* **Your goal**
Keep only those lines of the records that include the string "hand".

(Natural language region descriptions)
· · · · ·

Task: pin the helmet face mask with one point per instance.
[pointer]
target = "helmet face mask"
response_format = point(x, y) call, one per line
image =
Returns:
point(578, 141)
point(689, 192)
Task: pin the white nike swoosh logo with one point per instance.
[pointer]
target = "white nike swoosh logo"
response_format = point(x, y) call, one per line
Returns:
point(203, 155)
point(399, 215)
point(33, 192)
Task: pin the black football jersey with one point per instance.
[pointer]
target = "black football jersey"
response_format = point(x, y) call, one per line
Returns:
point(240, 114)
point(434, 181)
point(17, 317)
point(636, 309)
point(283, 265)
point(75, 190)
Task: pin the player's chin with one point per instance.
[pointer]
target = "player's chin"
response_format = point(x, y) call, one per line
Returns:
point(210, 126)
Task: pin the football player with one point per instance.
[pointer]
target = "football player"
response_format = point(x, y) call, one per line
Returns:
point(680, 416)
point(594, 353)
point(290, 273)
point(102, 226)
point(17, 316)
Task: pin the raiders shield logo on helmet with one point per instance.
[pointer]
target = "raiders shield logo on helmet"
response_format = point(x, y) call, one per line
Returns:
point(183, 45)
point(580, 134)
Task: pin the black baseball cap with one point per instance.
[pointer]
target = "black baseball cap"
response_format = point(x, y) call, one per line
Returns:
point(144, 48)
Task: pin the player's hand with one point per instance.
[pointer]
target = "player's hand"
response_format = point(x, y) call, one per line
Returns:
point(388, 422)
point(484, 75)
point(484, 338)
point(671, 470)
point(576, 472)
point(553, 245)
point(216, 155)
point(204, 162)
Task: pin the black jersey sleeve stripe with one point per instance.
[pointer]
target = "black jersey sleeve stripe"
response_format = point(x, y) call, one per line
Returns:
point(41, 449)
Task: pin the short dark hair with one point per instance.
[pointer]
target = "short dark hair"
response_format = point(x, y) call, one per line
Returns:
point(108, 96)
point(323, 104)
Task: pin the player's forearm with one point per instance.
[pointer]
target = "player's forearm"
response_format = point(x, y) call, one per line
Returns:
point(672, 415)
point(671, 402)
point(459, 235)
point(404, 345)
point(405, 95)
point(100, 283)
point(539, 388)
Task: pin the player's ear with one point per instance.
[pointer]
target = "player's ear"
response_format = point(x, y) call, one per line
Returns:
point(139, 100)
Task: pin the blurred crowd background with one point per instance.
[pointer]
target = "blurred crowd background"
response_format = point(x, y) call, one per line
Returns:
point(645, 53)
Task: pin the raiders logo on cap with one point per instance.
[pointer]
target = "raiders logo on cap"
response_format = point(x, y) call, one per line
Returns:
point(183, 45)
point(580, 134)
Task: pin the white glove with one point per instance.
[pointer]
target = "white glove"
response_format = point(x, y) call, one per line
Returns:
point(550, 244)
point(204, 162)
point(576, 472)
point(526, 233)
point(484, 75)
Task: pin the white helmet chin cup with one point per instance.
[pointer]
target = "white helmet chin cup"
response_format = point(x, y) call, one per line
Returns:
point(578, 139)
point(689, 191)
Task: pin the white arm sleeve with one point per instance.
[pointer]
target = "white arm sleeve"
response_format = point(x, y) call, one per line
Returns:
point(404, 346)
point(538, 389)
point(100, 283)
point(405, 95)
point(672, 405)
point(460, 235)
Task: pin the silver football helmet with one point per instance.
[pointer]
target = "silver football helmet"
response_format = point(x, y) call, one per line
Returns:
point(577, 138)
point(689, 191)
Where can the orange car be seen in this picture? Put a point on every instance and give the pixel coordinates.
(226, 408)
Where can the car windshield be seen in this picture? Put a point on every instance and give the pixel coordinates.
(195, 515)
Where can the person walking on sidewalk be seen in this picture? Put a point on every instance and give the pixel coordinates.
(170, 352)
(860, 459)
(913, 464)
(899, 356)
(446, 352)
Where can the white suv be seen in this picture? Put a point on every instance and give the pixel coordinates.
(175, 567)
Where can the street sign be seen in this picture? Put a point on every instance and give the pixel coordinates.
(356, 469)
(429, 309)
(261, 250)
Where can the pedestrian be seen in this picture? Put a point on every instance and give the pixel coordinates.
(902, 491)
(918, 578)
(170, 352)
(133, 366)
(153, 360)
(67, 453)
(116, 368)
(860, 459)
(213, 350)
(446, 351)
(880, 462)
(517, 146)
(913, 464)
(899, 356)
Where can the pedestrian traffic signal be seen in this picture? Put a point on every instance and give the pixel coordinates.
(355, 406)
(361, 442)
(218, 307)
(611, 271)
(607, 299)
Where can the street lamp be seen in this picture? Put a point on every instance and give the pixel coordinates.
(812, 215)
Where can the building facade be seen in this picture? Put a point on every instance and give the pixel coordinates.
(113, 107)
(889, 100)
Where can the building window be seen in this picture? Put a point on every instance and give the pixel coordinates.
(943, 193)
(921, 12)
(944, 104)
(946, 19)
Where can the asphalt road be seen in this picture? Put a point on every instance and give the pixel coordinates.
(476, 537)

· · · · ·

* **Expected answer**
Task: pin the player's hand with one point per instance.
target = "player's hand"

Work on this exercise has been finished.